**Description of the task**.
Reproduce the data below word for word, starting at the line that contains "Security feed analysis: the operator needs to locate riverbank" and ending at the last line of the data.
----- Data for processing
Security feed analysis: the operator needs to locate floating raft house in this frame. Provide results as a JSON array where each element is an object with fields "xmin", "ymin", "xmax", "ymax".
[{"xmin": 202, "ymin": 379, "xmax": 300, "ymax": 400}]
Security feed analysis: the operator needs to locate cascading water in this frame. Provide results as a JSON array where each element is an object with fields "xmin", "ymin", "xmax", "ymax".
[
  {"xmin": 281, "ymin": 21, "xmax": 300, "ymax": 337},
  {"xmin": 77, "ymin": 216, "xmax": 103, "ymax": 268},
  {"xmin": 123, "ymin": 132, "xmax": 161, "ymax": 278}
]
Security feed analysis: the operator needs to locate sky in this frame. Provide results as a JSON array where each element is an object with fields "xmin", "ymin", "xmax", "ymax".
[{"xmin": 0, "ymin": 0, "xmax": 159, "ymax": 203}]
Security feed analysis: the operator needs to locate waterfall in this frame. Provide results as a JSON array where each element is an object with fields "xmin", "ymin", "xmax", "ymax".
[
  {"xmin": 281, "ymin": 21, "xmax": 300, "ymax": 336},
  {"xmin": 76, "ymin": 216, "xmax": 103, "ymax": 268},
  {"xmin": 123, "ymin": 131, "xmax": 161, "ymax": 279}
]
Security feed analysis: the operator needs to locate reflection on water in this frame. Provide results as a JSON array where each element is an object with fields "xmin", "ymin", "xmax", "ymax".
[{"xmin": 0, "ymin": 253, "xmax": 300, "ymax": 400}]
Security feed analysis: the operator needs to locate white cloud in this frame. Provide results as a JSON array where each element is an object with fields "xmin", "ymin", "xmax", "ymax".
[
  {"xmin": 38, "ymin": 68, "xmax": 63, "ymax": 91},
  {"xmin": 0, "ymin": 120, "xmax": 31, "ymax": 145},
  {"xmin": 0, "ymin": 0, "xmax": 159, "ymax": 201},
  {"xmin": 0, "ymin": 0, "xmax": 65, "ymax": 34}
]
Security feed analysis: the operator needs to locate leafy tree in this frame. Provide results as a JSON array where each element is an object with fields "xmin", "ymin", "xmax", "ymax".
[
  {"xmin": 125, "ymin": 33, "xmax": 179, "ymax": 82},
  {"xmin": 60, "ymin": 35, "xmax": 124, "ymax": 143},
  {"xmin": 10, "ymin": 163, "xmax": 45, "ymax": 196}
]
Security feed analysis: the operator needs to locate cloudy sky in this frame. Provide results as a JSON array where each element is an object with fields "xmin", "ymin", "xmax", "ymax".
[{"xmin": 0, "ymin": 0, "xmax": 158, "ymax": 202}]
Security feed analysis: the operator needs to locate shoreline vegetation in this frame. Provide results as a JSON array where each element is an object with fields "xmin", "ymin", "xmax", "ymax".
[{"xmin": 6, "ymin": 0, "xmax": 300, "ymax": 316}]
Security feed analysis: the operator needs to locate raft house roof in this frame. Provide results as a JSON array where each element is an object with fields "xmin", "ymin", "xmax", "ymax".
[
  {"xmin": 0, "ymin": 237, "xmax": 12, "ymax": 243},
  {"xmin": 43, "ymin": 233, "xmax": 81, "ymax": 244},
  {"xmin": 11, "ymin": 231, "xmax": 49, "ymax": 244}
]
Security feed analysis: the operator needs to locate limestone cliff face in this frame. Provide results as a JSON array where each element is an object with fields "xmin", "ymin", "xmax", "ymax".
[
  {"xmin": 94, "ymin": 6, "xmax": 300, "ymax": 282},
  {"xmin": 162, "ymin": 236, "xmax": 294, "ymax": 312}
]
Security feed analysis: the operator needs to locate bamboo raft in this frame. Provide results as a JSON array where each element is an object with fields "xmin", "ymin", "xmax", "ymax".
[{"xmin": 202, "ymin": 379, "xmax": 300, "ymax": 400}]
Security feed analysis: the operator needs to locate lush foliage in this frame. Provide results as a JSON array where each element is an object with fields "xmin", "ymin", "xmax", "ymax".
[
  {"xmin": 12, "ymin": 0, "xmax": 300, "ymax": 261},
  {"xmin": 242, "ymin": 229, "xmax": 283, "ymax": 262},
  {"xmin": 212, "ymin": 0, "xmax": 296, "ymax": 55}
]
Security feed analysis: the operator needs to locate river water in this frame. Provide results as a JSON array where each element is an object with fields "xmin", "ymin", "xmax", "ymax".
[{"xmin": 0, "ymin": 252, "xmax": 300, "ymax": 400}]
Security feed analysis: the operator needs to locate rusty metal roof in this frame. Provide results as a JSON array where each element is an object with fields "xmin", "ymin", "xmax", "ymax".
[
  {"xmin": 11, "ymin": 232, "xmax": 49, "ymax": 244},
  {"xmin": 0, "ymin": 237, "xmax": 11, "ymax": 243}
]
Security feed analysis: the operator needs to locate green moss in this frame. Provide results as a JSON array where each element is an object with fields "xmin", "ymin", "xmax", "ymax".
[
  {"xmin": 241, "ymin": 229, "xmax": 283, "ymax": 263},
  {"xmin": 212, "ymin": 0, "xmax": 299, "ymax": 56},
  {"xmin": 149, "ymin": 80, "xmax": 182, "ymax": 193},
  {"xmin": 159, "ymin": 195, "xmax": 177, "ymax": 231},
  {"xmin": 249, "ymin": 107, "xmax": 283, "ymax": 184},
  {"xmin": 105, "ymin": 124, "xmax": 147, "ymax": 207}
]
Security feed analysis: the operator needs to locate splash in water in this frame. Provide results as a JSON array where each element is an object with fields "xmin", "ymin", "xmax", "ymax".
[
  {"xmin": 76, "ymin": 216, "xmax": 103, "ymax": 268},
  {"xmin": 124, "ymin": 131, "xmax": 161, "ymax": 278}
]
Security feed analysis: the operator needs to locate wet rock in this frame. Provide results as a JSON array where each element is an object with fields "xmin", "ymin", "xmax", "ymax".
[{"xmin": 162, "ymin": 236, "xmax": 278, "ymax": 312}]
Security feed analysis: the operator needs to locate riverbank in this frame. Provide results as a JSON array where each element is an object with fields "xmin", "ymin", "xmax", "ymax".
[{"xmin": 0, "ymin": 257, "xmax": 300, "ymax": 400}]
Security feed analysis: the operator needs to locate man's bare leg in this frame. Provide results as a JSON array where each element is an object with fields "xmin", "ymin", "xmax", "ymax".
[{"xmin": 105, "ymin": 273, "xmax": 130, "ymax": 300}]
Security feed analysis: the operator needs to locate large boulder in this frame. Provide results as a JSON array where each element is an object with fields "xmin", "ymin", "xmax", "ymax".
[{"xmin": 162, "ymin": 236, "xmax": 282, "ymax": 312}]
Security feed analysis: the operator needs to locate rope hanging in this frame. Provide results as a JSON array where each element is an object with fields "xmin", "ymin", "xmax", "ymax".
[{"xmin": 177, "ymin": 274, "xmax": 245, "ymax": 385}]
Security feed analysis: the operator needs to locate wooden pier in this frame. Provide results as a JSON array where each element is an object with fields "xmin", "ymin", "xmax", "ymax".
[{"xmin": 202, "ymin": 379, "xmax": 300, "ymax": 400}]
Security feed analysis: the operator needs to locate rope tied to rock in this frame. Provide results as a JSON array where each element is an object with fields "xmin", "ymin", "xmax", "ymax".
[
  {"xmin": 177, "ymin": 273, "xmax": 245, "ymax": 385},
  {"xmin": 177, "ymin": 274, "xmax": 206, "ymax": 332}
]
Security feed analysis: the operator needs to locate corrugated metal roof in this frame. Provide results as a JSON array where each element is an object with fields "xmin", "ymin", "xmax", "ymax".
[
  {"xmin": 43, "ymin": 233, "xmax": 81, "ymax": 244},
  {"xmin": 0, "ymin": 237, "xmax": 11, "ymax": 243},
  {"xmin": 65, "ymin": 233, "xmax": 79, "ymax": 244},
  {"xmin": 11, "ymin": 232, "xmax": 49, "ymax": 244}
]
----------
**Solution to this exercise**.
Security feed analysis: the operator needs to locate riverbank in this frame. Provide results as a JSON array where each element is an object with fields "xmin", "ymin", "xmax", "ymax".
[{"xmin": 0, "ymin": 257, "xmax": 300, "ymax": 400}]
Security feed analysis: the operator needs to locate man's bare leg in this frame. Provide results as a JSON array where each element is an object with fields "xmin", "ymin", "xmax", "ymax".
[{"xmin": 105, "ymin": 273, "xmax": 130, "ymax": 300}]
Security feed analysis: the operator needs to locate large boulder in this frame. Provide results as a JSON array where each element is an object with fields "xmin", "ymin", "xmax", "ymax".
[{"xmin": 162, "ymin": 236, "xmax": 282, "ymax": 312}]
Security feed analysis: the operator needs to locate rope hanging in this frame. Provide results as a JSON array where each element is an object with fields "xmin", "ymin", "xmax", "ymax".
[{"xmin": 177, "ymin": 274, "xmax": 245, "ymax": 385}]
Security feed analysis: the operator needs to locate wooden pier in this frame. Provide results as a JSON array where each element is an object with fields "xmin", "ymin", "xmax", "ymax".
[{"xmin": 202, "ymin": 379, "xmax": 300, "ymax": 400}]
Security feed analysis: the operator needs to locate rope tied to rock in this frame. Provide results as a JSON array where each element is an object with fields "xmin", "ymin", "xmax", "ymax".
[
  {"xmin": 177, "ymin": 273, "xmax": 245, "ymax": 385},
  {"xmin": 177, "ymin": 274, "xmax": 206, "ymax": 332}
]
Security feed analysis: the operator needs to locate corrugated metal roof in this frame. Provide results as a JSON array where each element is an object with fields "xmin", "ymin", "xmax", "ymax".
[
  {"xmin": 43, "ymin": 233, "xmax": 81, "ymax": 244},
  {"xmin": 0, "ymin": 237, "xmax": 11, "ymax": 243},
  {"xmin": 65, "ymin": 233, "xmax": 79, "ymax": 244},
  {"xmin": 11, "ymin": 232, "xmax": 49, "ymax": 244}
]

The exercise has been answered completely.